SUPPLIED PASSAGE:
☆ ☆ ☆ ☆
- Church: Roman Catholic Church
- Archdiocese: Ranchi
- See: Ranchi
- Appointed: 24 June 2018
- Installed: 6 August 2018
- Term ended: 30 December 2023
- Predecessor: Telesphore Toppo
- Successor: Vincent Aind
- Previous post: Bishop of Jamshedpur (1997-2018)

Orders
- Ordination: 14 April 1982
- Consecration: 27 September 1997 by Telesphore Toppo

Personal details
- Born: Felix Toppo 21 November 1947 (age 78) Tongo, India
- Alma mater: Pontifical Gregorian University
- Motto: Adveniat regnum tuum

= Felix Toppo =

Indian prelate

Felix Toppo S.J. (born 21 November 1947) is an Indian prelate of the Catholic Church who was the Archbishop of Ranchi from 2018 to 2023. He was Bishop of Jamshedpur from 1997 to 2018.

He is a member of India's indigenous tribal people, like his predecessor as Archbishop of Ranchi, Cardinal Telesphore Toppo. The two are not related.

== Biography ==
He was born on 21 November 1947 in Tongo, in the Diocese of Gumla in Jharkhand.

He joined the Society of Jesus (Jesuits) in 1968. He was ordained a priest for the Society of Jesus on 14 April 1982. Within the Jesuits he has at times been director of pre-novices, novice master and superior.

He earned a master's degree in psychology from the Gregorian University, Rome, in 1990.

Pope John Paul II appointed him Bishop of Jamshedpur on 14 June 1997. He received his episcopal consecration from Cardinal Telesphore Placidus Toppo on 27 September 1997. Toppo was the first tribal to head the Diocese.

He chaired the CBCI Office for Clergy and Religious and headed the National Vocation Service Centre in Pune for four years.

In 2016, in an essay he contributed to a volume on gender and justice, he wrote that the Church's patriarchal structure had immediate consequences for women: "In the Church men traditionally are given the authoritative and leadership positions and women, religious or lay, are assigned generally to subservient roles rather than to decision making positions." (Note: The publisher is attached to Dharmaram College, "a pontifical athenaeum of theology, philosophy and canon law based in Bangalore".)

On 24 June 2018 Pope Francis named him Archbishop of Ranchi. He was installed there on 6 August. That same month, he confronted civil authorities, controlled by the Hindu nationalist Bharatiya Janata Party, when they initiated investigations of Catholic NGOs accused of "proselytization activities through inducement". He said no specifics were provided and complained that "nothing of the sort happens with pro-Hindu organizations". He said the probes were designed to divide the Catholic and Hindu within the tribal population in advance of elections. In December he praised the government for protecting tribal land rights by denying the right to purchase tribal lands to the non-tribal husband of a tribal woman.

As of 2018, he chaired the governing body of the Society for Medical Education, North India, of the Catholic Bishops' Conference of India (CBCI), which built a hospital to provide care for the tribal people and the poor. He was chairperson of the Regional Bishops' Council of Jharkhand and Andaman. He was also vice-chancellor of St. Albert's College, Ranchi, the region's major seminary. Within the Conference of Catholic Bishops of India, he was one of three members of the Commission for Vocations, Seminarians, Clergy and Religious.

Pope Francis accepted his resignation on 30 December 2023.
☆ ☆ ☆ ☆
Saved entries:

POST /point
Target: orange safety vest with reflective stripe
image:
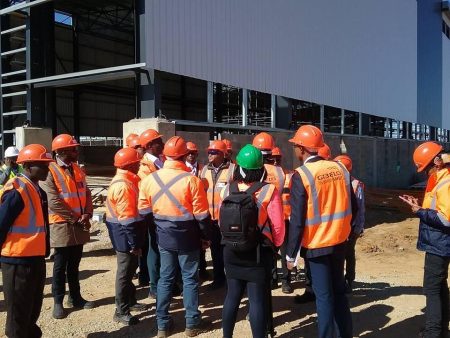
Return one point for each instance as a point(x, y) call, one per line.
point(263, 197)
point(329, 210)
point(275, 176)
point(213, 189)
point(122, 199)
point(173, 194)
point(72, 190)
point(26, 238)
point(439, 197)
point(286, 196)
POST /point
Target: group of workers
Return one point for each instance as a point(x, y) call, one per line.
point(163, 211)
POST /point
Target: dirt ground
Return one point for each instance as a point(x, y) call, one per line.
point(387, 300)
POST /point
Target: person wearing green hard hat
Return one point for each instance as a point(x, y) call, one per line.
point(251, 269)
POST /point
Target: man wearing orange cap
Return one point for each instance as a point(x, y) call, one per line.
point(177, 202)
point(215, 176)
point(70, 209)
point(322, 205)
point(24, 239)
point(126, 230)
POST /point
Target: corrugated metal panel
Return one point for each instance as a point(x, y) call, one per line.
point(357, 55)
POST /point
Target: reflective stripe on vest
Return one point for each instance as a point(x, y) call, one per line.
point(111, 214)
point(165, 190)
point(27, 234)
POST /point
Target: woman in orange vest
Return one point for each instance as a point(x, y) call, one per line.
point(127, 232)
point(24, 239)
point(244, 270)
point(70, 209)
point(322, 205)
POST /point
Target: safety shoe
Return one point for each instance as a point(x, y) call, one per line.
point(80, 303)
point(307, 297)
point(125, 319)
point(58, 311)
point(202, 327)
point(138, 307)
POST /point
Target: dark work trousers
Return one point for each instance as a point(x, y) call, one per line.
point(257, 297)
point(437, 296)
point(125, 289)
point(153, 260)
point(328, 283)
point(217, 254)
point(66, 263)
point(350, 259)
point(285, 272)
point(23, 287)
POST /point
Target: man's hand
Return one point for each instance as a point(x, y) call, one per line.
point(411, 201)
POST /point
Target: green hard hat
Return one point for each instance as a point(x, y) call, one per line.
point(250, 157)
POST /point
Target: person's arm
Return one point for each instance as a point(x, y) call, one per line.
point(276, 216)
point(11, 207)
point(298, 213)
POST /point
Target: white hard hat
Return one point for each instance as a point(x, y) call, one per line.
point(11, 152)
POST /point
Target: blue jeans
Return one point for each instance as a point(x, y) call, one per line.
point(328, 283)
point(188, 262)
point(257, 297)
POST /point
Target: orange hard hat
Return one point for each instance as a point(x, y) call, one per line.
point(308, 136)
point(34, 153)
point(276, 151)
point(228, 144)
point(126, 156)
point(425, 154)
point(325, 152)
point(263, 141)
point(148, 136)
point(218, 145)
point(64, 141)
point(175, 147)
point(131, 138)
point(345, 160)
point(191, 146)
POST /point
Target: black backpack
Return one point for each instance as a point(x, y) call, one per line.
point(238, 218)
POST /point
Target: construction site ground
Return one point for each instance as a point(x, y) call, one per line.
point(387, 300)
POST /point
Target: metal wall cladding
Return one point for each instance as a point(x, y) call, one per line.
point(357, 55)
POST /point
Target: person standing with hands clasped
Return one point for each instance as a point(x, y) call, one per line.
point(434, 236)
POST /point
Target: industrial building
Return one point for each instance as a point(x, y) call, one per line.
point(374, 75)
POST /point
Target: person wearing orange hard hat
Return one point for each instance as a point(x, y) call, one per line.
point(325, 152)
point(434, 236)
point(177, 202)
point(153, 146)
point(70, 209)
point(24, 241)
point(215, 177)
point(126, 230)
point(357, 222)
point(322, 205)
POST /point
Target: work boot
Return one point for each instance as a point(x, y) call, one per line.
point(202, 327)
point(125, 319)
point(307, 297)
point(58, 311)
point(80, 303)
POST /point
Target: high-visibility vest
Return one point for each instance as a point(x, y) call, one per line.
point(123, 187)
point(329, 210)
point(72, 190)
point(214, 188)
point(286, 196)
point(146, 168)
point(167, 193)
point(26, 238)
point(439, 197)
point(275, 176)
point(263, 197)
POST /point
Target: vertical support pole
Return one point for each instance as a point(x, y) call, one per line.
point(244, 107)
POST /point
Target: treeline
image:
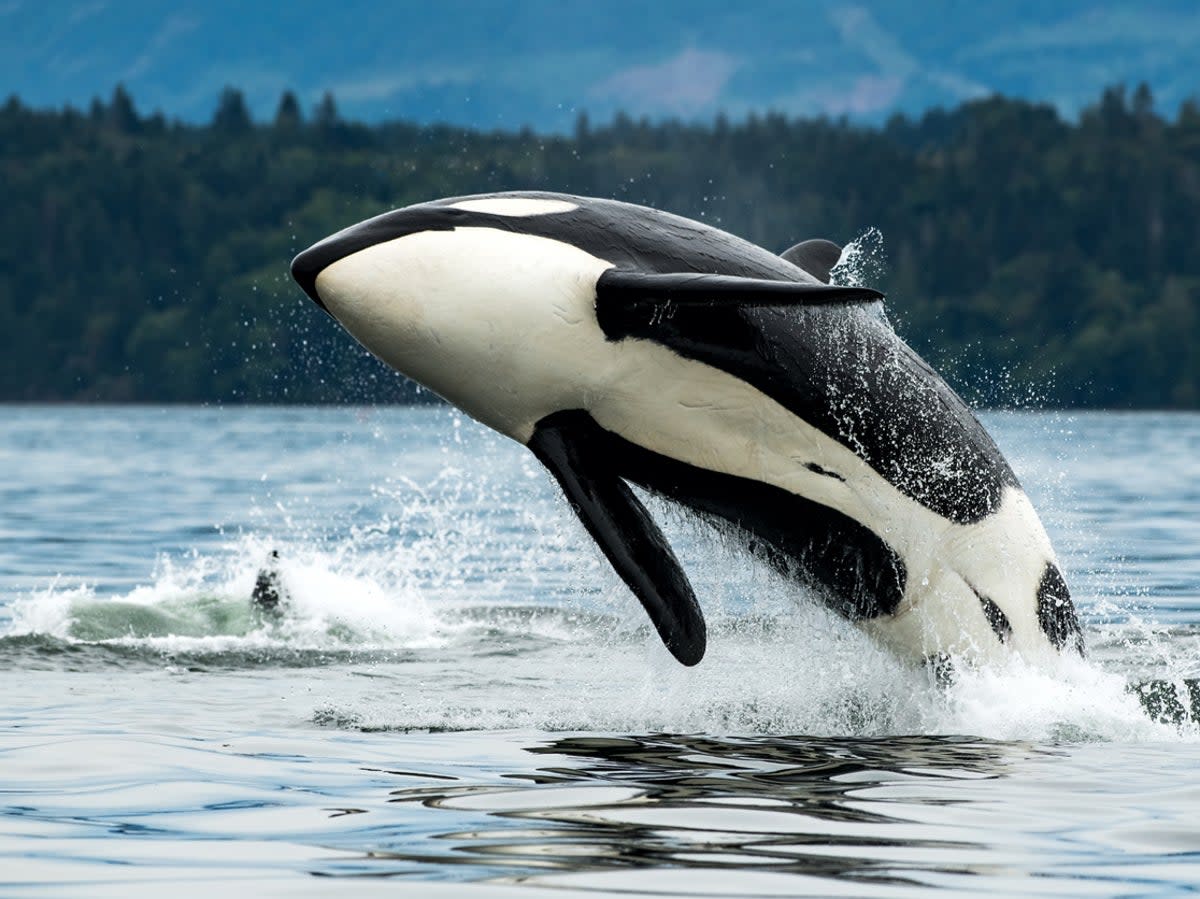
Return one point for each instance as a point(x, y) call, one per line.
point(1030, 258)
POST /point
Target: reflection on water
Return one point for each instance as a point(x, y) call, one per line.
point(783, 804)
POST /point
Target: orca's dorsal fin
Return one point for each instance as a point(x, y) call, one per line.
point(816, 257)
point(569, 444)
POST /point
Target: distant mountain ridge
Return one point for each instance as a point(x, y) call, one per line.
point(541, 63)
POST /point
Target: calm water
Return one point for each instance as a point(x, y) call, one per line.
point(461, 699)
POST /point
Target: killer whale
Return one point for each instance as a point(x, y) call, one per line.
point(623, 345)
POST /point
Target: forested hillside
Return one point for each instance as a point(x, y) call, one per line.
point(1029, 257)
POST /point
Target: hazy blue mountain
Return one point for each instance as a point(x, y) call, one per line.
point(493, 64)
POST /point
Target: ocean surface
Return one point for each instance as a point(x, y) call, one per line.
point(459, 697)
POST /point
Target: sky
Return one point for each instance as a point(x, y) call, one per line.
point(539, 63)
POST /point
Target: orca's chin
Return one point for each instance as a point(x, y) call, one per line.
point(305, 269)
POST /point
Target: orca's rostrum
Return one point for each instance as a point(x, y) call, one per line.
point(625, 345)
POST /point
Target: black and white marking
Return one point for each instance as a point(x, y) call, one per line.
point(622, 343)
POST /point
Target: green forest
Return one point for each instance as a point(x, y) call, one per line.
point(1032, 259)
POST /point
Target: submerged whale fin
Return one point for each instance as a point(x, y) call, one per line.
point(816, 257)
point(269, 591)
point(623, 529)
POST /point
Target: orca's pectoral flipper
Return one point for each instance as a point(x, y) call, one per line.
point(816, 257)
point(617, 287)
point(567, 444)
point(634, 304)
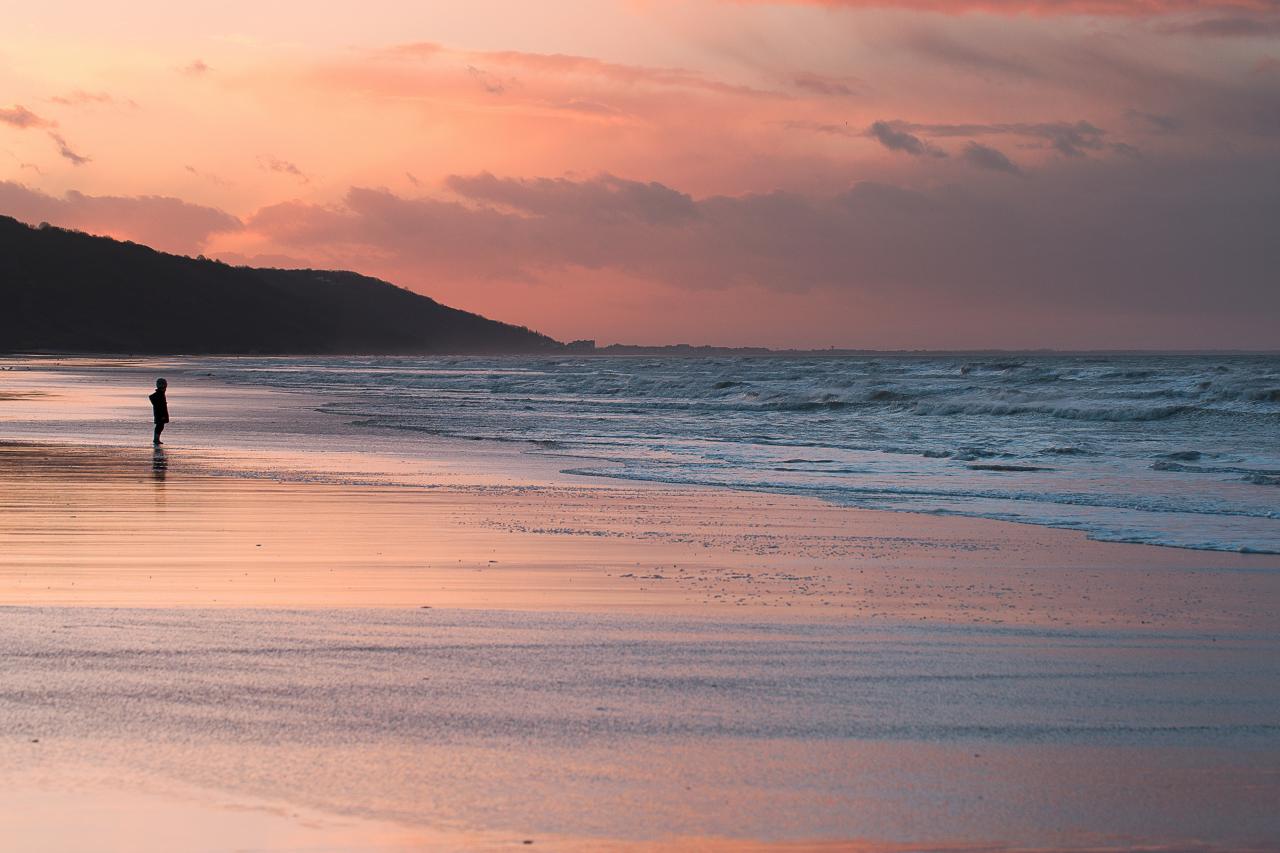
☆ ☆ ☆ ☆
TASK LIST:
A - From the article on Felix Toppo above, extract everything from "Felix Toppo S.J." down to "Rome, in 1990.".
B - Answer these from the article on Felix Toppo above:
(i) In what year did he join the Society of Jesus?
(ii) What subject was his master's degree in?
(iii) Who succeeded him as Archbishop of Ranchi?

ANSWERS BY ITEM NUMBER:
A -
Felix Toppo S.J. (born 21 November 1947) is an Indian prelate of the Catholic Church who was the Archbishop of Ranchi from 2018 to 2023. He was Bishop of Jamshedpur from 1997 to 2018.

He is a member of India's indigenous tribal people, like his predecessor as Archbishop of Ranchi, Cardinal Telesphore Toppo. The two are not related.

== Biography ==
He was born on 21 November 1947 in Tongo, in the Diocese of Gumla in Jharkhand.

He joined the Society of Jesus (Jesuits) in 1968. He was ordained a priest for the Society of Jesus on 14 April 1982. Within the Jesuits he has at times been director of pre-novices, novice master and superior.

He earned a master's degree in psychology from the Gregorian University, Rome, in 1990.

B -
(i) 1968
(ii) Psychology
(iii) Vincent Aind